The curve of interest rates for differently maturing bonds is usually upwards, meaning that if you lend the government your cash (ie buy a government bond) for ten years you would normally expect to get a higher interest rate (yield) than if you lent the government your money for just three months.  But sometimes, in the market for buying and selling government bonds (the ‘secondary market’), the yield on the ten-year bond falls below that of the two-year or even three-month bond.  Then you have an inverted yield curve.

Why does this happen?  What it suggests is that investors in financial assets (who are banks, pension funds, companies and investment funds) are so worried about the economy that they no longer want to hold the stocks or bonds of companies (ie invest in or lend them cash).  It’s too risky and so instead investors prefer to hold very safe assets like government bonds – as the governments of Germany, Japan, the US or the UK are not going to go bust like a company or bank.

-.-.-

Exercises to complete
**A)** Collect every line of the listing below that contains the string "outlet".
**B)** Write the next part of the yield-curve text above, continuing from its last sentence.

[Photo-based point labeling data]
-.-.-

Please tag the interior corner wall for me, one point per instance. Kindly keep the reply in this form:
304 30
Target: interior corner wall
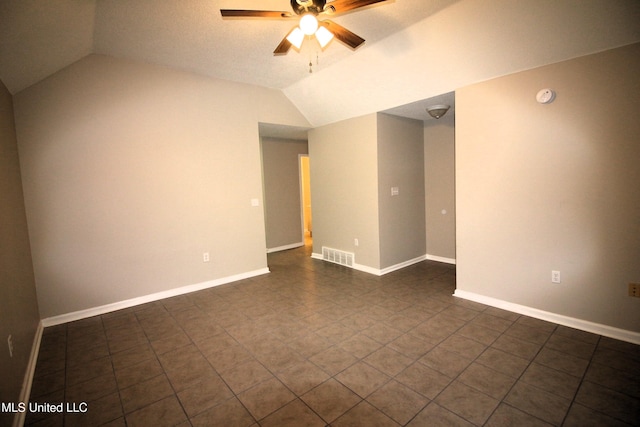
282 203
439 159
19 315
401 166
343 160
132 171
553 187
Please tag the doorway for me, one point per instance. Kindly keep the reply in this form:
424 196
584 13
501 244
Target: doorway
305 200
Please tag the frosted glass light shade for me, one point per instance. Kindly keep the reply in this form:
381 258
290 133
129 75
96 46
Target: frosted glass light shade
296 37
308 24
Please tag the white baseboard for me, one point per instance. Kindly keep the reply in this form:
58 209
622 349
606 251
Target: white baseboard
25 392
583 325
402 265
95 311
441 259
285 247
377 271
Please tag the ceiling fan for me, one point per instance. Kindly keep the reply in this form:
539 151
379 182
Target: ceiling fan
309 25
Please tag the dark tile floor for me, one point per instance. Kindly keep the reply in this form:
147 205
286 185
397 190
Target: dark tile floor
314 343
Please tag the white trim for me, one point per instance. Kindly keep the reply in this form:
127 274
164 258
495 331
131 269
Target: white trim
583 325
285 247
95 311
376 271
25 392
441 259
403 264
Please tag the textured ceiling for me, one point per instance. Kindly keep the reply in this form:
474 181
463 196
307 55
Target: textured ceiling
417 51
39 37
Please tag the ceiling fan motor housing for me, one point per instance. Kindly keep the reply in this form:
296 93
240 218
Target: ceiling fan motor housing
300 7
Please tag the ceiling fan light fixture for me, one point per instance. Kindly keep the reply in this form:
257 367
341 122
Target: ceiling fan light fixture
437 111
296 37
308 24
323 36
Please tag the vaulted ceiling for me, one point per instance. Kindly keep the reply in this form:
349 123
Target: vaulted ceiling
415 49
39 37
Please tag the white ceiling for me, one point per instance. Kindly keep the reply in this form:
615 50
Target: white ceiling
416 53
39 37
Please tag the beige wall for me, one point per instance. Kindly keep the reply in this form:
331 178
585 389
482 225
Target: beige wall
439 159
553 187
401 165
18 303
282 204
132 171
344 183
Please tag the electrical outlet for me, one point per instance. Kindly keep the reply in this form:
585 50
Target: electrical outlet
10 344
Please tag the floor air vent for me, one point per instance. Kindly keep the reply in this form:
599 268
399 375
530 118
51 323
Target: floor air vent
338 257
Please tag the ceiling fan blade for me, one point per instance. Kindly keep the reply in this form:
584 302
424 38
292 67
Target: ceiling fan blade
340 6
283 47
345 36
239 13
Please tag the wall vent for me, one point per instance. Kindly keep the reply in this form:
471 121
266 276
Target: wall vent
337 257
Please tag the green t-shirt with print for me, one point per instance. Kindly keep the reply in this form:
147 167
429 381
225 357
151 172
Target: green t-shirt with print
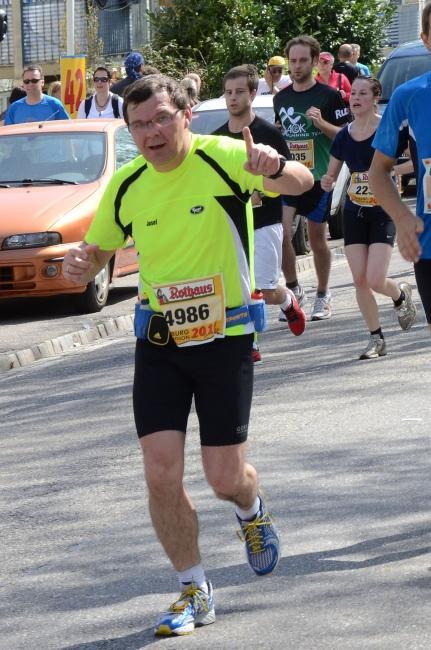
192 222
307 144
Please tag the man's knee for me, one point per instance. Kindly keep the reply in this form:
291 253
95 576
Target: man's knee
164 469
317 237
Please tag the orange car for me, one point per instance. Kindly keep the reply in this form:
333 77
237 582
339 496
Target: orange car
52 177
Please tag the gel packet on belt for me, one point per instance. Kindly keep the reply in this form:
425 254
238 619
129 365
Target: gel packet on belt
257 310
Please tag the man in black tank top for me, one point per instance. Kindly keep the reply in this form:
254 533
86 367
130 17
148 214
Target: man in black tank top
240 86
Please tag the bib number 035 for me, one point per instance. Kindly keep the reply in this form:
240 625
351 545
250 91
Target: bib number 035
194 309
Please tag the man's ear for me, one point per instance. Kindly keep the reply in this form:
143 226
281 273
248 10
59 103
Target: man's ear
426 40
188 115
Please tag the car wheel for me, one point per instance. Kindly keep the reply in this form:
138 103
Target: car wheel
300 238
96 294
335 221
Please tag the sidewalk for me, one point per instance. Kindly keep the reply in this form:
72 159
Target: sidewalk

-.-.-

Answer list
**A)**
Please tag the electrical outlet for me, one point per instance. Kindly keep the reply in this form:
Target: electrical outlet

**B)**
If investors buy more government bonds, they drive the price of those bonds up in the market.  The government pays an annual fixed interest on that bond until it matures, so if the price of the bond keeps rising, then the yield on that bond (ie. interest rate/bond price) keeps falling.  And then the bond yield curve can invert. Empirical evidence shows that every time that happens for a sufficient period (some months), within a year or so, an economic recession follows.

How reliable is this indicator of a recession coming?  Two Bloomberg authors have questioned the validity of inverted yield for causation; it may be that an inverted curve correlates with recessions, but that is no confirmation that another recession is on its way because all it shows is that investors are fearful of recession and they could well be wrong.  Indeed, when you look at corporate bonds, there is no inverted curve.  Longer-term corporate bonds have a much higher yield than short-term bonds.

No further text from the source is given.